_Stored items:_
+===+
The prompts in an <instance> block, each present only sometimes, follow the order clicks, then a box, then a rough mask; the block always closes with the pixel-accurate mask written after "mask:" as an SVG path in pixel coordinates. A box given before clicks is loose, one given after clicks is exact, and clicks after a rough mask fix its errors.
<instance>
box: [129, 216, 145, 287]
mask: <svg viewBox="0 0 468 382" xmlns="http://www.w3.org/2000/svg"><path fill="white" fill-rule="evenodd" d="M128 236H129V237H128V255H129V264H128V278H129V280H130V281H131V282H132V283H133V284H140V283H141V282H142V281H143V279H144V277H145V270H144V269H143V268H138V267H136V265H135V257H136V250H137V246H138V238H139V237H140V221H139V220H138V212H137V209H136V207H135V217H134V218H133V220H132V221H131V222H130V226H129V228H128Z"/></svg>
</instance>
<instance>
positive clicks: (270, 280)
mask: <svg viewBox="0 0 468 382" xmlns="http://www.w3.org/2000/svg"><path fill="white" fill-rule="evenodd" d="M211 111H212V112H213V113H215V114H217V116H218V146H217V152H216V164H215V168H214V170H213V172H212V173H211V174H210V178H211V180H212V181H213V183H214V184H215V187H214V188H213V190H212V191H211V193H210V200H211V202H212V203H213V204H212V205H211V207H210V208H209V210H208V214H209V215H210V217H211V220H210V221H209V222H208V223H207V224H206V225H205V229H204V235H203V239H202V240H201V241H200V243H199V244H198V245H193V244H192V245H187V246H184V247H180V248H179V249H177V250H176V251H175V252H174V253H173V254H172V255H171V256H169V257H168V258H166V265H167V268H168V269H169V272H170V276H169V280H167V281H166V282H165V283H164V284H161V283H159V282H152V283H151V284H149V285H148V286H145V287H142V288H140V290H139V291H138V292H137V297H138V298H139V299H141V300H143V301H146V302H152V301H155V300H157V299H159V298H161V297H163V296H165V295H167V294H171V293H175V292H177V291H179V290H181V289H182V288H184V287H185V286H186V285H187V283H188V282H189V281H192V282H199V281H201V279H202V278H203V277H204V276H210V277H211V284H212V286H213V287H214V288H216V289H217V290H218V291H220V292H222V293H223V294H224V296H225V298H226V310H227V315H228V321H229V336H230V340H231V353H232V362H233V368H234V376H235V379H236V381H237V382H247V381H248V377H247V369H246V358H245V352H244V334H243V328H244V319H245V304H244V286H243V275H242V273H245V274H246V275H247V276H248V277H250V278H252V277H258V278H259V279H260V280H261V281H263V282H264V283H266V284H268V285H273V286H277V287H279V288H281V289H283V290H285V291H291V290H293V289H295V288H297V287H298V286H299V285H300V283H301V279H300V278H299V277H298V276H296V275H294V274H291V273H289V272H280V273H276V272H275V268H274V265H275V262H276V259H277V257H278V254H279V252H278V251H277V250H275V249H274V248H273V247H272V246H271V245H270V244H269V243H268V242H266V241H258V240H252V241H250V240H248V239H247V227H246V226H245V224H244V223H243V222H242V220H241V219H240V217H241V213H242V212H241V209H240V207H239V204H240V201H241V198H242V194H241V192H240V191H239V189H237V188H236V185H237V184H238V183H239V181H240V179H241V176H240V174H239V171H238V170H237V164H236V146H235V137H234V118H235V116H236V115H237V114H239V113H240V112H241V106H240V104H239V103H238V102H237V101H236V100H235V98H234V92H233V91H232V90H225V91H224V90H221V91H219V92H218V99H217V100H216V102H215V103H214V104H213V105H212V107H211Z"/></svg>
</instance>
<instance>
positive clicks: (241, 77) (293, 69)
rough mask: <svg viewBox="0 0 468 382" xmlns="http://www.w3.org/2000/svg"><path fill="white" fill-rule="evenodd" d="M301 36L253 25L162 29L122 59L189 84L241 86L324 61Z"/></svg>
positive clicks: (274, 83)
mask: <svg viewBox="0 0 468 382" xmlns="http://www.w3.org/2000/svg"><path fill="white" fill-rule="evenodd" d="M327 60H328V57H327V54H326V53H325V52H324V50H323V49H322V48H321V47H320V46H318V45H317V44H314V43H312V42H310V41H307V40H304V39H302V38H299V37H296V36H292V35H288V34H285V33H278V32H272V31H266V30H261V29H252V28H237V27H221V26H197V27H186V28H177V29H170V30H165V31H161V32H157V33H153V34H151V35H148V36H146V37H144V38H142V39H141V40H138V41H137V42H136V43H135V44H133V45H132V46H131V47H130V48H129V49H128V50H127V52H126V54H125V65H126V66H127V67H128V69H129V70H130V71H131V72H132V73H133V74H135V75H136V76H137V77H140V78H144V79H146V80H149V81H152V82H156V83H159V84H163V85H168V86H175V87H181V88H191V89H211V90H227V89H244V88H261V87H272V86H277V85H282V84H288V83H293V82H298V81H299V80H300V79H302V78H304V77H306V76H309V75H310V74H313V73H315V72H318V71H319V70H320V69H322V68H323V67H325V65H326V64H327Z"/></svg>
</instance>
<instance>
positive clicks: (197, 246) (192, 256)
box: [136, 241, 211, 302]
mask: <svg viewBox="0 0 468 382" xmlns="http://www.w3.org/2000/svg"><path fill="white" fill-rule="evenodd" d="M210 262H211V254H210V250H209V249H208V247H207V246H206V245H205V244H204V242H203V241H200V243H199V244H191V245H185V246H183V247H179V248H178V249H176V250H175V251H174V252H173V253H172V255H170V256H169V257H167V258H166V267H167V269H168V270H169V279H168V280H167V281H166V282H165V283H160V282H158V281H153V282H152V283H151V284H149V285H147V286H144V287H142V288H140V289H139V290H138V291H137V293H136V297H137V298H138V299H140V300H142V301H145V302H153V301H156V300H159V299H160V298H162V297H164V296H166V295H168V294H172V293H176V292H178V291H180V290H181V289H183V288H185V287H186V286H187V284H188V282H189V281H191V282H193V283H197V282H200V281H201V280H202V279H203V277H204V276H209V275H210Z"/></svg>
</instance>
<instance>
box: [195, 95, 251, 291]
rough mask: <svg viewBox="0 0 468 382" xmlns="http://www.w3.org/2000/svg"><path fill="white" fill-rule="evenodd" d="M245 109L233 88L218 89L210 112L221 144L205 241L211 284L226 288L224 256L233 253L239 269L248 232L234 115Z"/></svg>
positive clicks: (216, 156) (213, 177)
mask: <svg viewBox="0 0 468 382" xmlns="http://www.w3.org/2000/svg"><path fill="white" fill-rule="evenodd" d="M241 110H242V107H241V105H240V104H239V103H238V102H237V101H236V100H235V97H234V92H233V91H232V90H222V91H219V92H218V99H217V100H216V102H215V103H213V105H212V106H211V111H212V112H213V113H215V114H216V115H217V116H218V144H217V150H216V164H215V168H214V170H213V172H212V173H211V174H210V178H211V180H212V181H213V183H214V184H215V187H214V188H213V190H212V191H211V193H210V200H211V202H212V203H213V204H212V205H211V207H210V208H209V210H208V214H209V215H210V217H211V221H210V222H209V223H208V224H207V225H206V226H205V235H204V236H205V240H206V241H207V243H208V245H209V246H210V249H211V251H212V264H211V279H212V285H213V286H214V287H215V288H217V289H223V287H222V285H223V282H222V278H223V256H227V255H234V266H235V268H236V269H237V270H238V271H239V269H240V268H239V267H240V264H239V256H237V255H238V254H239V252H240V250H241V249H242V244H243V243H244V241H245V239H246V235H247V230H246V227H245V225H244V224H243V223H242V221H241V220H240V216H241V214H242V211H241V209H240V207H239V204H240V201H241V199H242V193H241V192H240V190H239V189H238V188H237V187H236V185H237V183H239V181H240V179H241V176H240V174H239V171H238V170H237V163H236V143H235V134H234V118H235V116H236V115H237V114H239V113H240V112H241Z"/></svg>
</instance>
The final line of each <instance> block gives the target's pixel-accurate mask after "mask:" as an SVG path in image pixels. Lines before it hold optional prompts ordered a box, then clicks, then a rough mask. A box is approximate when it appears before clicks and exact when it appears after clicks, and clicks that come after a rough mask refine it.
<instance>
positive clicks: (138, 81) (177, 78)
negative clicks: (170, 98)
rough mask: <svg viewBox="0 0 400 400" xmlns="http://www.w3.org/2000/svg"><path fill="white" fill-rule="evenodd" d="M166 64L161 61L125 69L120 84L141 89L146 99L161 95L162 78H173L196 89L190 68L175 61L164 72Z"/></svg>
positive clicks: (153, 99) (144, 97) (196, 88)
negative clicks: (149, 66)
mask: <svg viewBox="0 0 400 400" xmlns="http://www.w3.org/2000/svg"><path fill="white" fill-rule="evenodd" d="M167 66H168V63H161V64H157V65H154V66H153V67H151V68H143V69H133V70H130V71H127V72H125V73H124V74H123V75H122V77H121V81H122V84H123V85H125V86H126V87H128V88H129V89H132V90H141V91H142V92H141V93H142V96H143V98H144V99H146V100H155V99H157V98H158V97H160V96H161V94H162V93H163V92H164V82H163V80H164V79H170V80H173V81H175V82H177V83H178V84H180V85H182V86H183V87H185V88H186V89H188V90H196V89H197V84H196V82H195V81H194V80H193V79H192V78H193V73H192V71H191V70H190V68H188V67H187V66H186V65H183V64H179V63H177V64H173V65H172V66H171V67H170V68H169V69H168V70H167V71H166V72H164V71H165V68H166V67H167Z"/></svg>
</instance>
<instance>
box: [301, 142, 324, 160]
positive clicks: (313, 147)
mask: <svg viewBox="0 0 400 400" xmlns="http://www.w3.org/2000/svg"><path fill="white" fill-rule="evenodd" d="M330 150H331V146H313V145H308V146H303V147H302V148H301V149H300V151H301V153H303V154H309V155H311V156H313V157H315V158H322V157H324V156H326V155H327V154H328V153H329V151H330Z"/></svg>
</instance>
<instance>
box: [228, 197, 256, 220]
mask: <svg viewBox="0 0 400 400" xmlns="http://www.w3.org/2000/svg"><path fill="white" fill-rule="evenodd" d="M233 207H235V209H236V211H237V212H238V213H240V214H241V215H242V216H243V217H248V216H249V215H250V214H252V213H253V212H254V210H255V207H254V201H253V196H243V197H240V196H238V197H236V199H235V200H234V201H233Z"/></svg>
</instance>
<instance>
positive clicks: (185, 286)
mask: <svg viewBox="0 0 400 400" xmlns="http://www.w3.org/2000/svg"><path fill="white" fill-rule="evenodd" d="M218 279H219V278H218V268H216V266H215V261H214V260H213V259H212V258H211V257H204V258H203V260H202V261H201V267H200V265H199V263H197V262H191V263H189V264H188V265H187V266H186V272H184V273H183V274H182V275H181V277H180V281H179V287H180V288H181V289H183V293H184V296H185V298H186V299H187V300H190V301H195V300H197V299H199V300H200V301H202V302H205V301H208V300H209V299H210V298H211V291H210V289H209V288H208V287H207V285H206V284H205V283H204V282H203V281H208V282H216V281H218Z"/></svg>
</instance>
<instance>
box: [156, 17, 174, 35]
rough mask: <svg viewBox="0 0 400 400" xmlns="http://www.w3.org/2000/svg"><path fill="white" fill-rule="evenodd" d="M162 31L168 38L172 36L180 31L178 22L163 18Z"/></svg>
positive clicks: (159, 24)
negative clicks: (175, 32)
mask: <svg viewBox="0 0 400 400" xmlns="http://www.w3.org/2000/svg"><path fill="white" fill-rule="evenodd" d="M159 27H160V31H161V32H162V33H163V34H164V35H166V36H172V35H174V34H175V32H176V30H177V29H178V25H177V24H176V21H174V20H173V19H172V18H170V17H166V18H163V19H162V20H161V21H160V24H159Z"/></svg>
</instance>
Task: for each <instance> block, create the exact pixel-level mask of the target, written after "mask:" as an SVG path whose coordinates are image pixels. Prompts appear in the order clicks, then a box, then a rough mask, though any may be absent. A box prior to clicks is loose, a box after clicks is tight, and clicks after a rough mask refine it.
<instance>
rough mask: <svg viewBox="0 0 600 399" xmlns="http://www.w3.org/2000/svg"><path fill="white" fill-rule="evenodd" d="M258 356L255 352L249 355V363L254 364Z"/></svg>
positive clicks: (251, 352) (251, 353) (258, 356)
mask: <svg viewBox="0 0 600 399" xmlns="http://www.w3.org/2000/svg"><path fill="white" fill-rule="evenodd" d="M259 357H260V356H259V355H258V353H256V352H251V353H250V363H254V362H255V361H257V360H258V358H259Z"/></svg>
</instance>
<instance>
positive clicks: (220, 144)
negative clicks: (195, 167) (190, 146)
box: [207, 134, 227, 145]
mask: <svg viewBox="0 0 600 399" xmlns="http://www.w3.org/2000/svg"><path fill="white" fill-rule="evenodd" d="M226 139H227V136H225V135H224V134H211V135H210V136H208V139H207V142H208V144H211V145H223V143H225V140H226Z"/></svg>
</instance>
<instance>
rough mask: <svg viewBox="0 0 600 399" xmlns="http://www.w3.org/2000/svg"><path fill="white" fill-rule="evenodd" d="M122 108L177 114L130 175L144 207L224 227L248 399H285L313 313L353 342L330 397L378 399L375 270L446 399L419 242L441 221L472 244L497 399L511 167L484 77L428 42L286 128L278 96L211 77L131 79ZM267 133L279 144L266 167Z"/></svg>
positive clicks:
+===+
From the records above, transcribe without alteration every line from the one with "box: [301, 142, 324, 160]" to the one with "positive clicks: (159, 24)", inclusive.

_Response to the exercise:_
box: [301, 142, 324, 160]
positive clicks: (313, 147)
mask: <svg viewBox="0 0 400 400" xmlns="http://www.w3.org/2000/svg"><path fill="white" fill-rule="evenodd" d="M330 150H331V146H313V145H308V146H303V147H302V148H301V149H300V151H301V153H303V154H309V155H311V156H313V157H315V158H322V157H324V156H326V155H327V154H328V153H329V151H330Z"/></svg>
</instance>
<instance>
box: [228, 197, 256, 220]
mask: <svg viewBox="0 0 400 400" xmlns="http://www.w3.org/2000/svg"><path fill="white" fill-rule="evenodd" d="M233 207H235V209H236V211H237V212H238V213H240V214H241V215H242V216H243V217H248V216H249V215H250V214H252V213H253V212H254V210H255V207H254V201H253V196H243V197H240V196H238V197H236V199H235V200H234V201H233Z"/></svg>
</instance>
<instance>
positive clicks: (185, 286)
mask: <svg viewBox="0 0 400 400" xmlns="http://www.w3.org/2000/svg"><path fill="white" fill-rule="evenodd" d="M218 279H219V278H218V268H216V266H215V261H214V260H213V259H212V258H211V257H204V258H203V260H202V261H201V267H200V265H199V263H197V262H191V263H189V264H188V265H187V266H186V272H184V273H183V274H182V275H181V277H180V281H179V287H180V288H181V289H183V293H184V296H185V298H186V299H187V300H190V301H195V300H197V299H199V300H200V301H202V302H205V301H208V300H209V299H210V298H211V291H210V289H209V288H208V287H207V285H206V284H205V283H204V282H203V281H208V282H216V281H218Z"/></svg>
</instance>
<instance>
box: [156, 17, 174, 35]
rough mask: <svg viewBox="0 0 400 400" xmlns="http://www.w3.org/2000/svg"><path fill="white" fill-rule="evenodd" d="M162 31L168 38L172 36L180 31L178 22L163 18Z"/></svg>
positive clicks: (159, 24)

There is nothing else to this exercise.